**本文:**
───
高リコピン調理用トマトの品種と隔離床栽培による品質変動


[要約]
「ボンジョールノ」、「エスクックトール」はリコピン含有量が多く収量性(肥大性)の優れる調理用品種である。また、機能性成分であるリコピンやグルタミン酸、ビタミンC等の栄養成分は隔離床栽培により増加するが、収量は減少する。

[キーワード]リコピン含有量、隔離床栽培、トマト、品種

[担当]埼玉農総研・園芸研究所・野菜花担当
[連絡先]電話0480-21-1113
[区分]関東東海北陸農業・野菜
[分類]技術・参考

[背景・ねらい]
 近年、農産物に含まれるアントシアンやリコピンなどの機能性成分に関心が高まっている。そこで、リコピン含有量の高い調理用トマト品種の選定試験を行い、さらに隔離床栽培によるリコピン含有量の増加について検討する。

[成果の内容・特徴]
1. 果実1果重は、調理用トマトでは、「 ボンジョールノ」、「ティオクック」、「エスクックトール」が120g前後であり、「パスタ」、「エスクックショート」、「C8−908」は84.7〜108.6gと小さい(図1)。
2. リコピン含有量は生食用品種と比べ調理用品種で高い。β‐カロテンは、生食用・調理用品種とも差はみられない(図1)。
3. 供試した調理用6品種の中では、リコピン含有量が多く収量性(肥大性)が優れるのは「ボンジョールノ」と「エスクックトール」である。
───
**演習課題:**
1. 本文によると、供試した調理用6品種のうち、リコピン含有量が多く収量性（肥大性）が優れるのはどの品種か。
2. 本文の「[担当]埼玉農総研・園芸研究所・野菜花担当」から「とも差はみられない(図1)。」までを、両端の語句も含めてそのとおりに繰り返しなさい。
───
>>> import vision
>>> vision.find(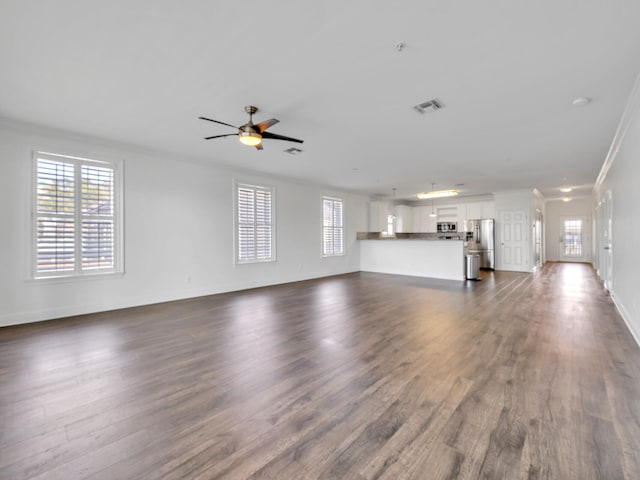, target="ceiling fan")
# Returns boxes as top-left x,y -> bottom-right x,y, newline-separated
198,105 -> 303,150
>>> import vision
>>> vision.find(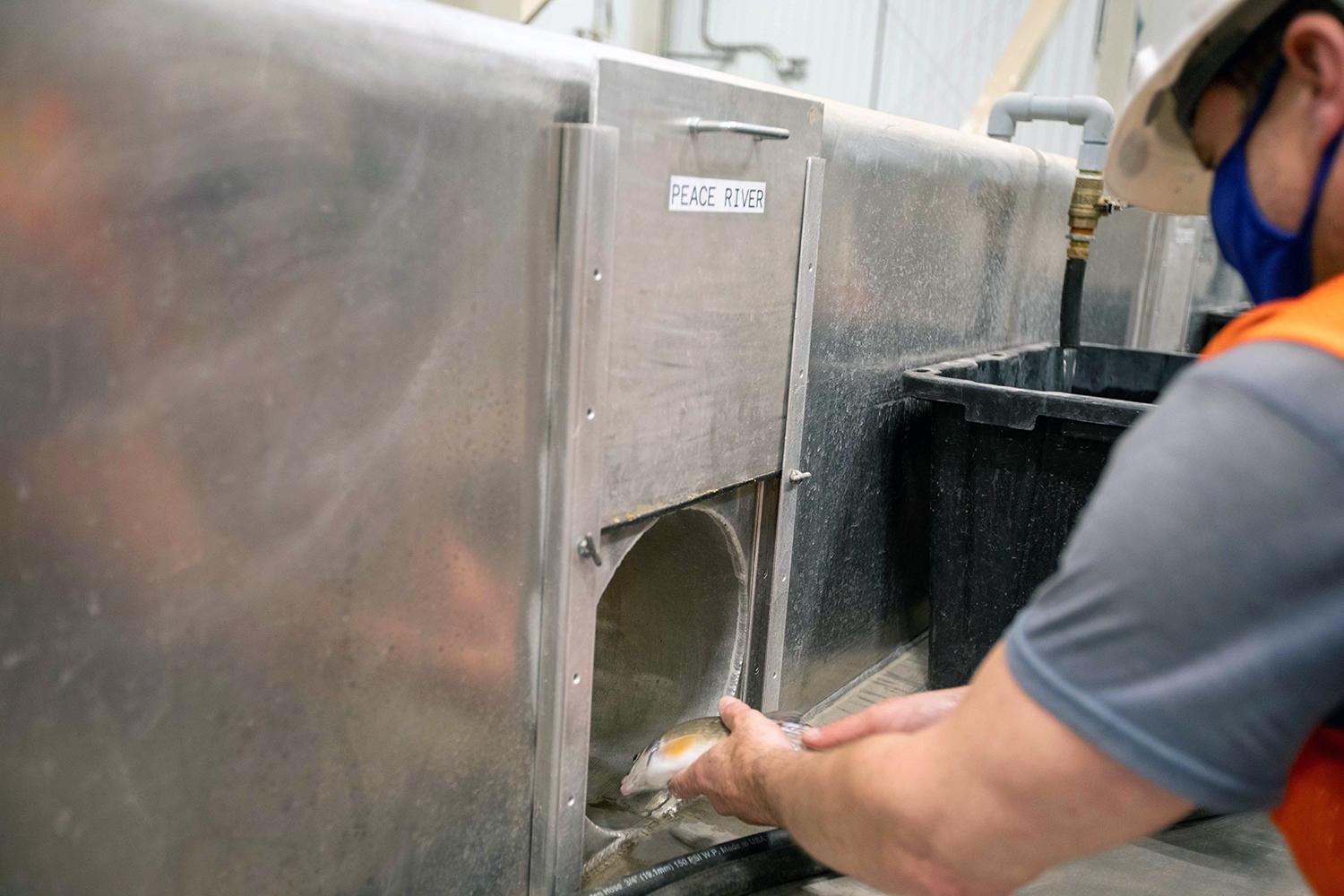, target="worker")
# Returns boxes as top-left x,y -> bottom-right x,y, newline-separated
671,0 -> 1344,895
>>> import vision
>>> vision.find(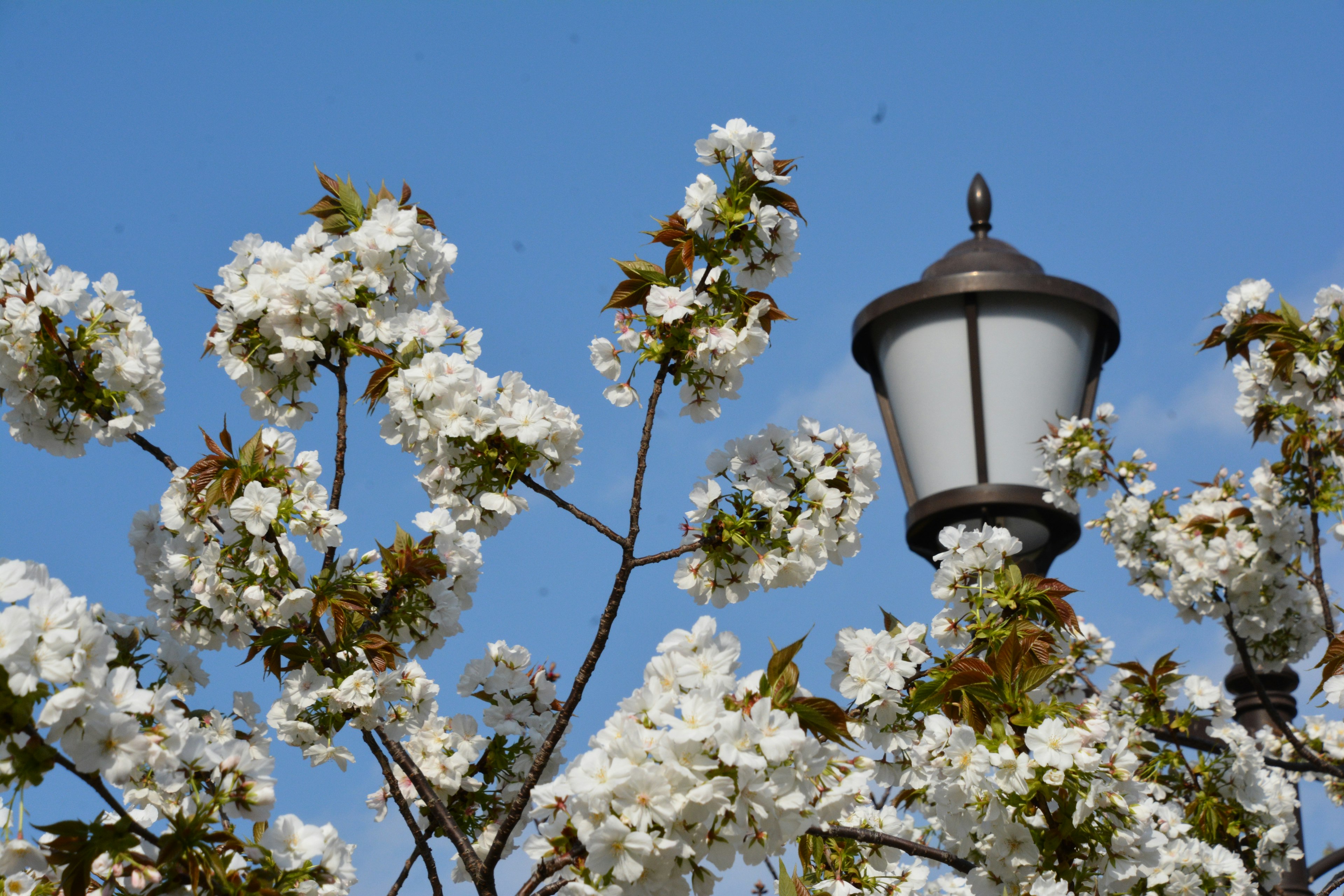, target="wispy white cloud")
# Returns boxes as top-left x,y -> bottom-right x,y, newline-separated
1102,367 -> 1246,453
770,359 -> 886,446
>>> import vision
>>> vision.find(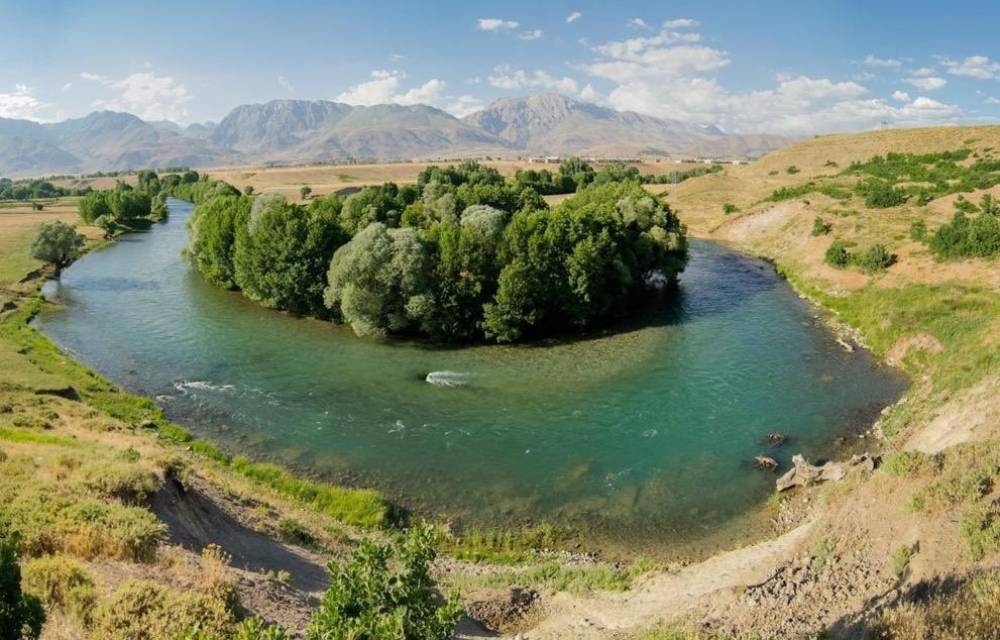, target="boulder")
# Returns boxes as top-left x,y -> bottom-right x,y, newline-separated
775,453 -> 875,491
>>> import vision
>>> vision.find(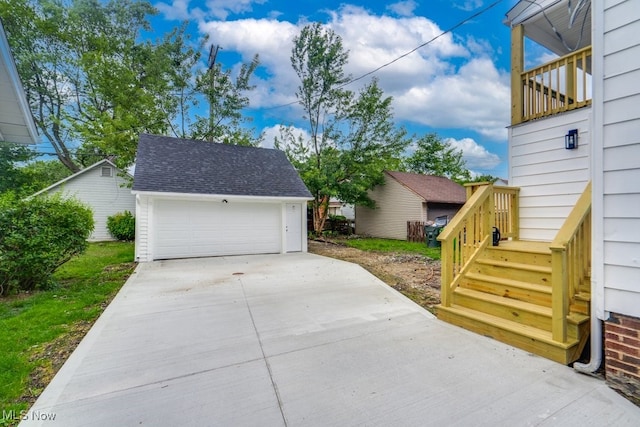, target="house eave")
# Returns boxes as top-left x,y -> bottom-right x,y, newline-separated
131,190 -> 313,203
29,159 -> 133,198
503,0 -> 591,56
0,21 -> 38,144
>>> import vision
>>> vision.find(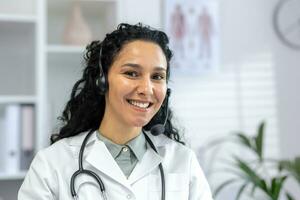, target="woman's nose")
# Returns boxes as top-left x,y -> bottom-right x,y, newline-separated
137,78 -> 153,95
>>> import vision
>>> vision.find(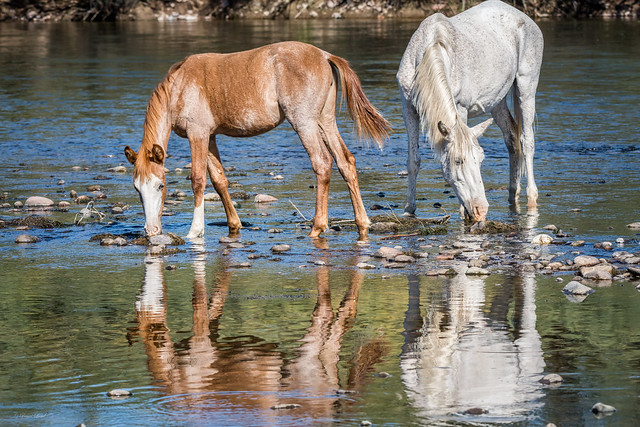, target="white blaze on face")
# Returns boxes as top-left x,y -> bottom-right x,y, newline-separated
442,144 -> 489,221
133,174 -> 166,236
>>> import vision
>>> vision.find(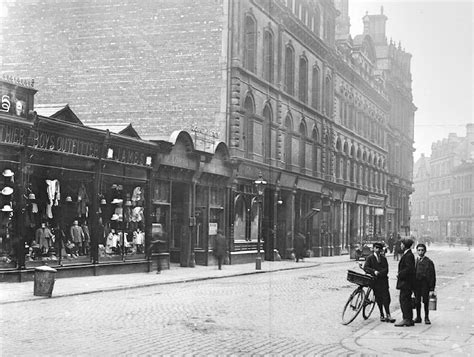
───
**演習の解答:**
1. 「ボンジョールノ」と「エスクックトール」である。

2.
[担当]埼玉農総研・園芸研究所・野菜花担当
[連絡先]電話0480-21-1113
[区分]関東東海北陸農業・野菜
[分類]技術・参考

[背景・ねらい]
 近年、農産物に含まれるアントシアンやリコピンなどの機能性成分に関心が高まっている。そこで、リコピン含有量の高い調理用トマト品種の選定試験を行い、さらに隔離床栽培によるリコピン含有量の増加について検討する。

[成果の内容・特徴]
1. 果実1果重は、調理用トマトでは、「 ボンジョールノ」、「ティオクック」、「エスクックトール」が120g前後であり、「パスタ」、「エスクックショート」、「C8−908」は84.7〜108.6gと小さい(図1)。
2. リコピン含有量は生食用品種と比べ調理用品種で高い。β‐カロテンは、生食用・調理用品種とも差はみられない(図1)。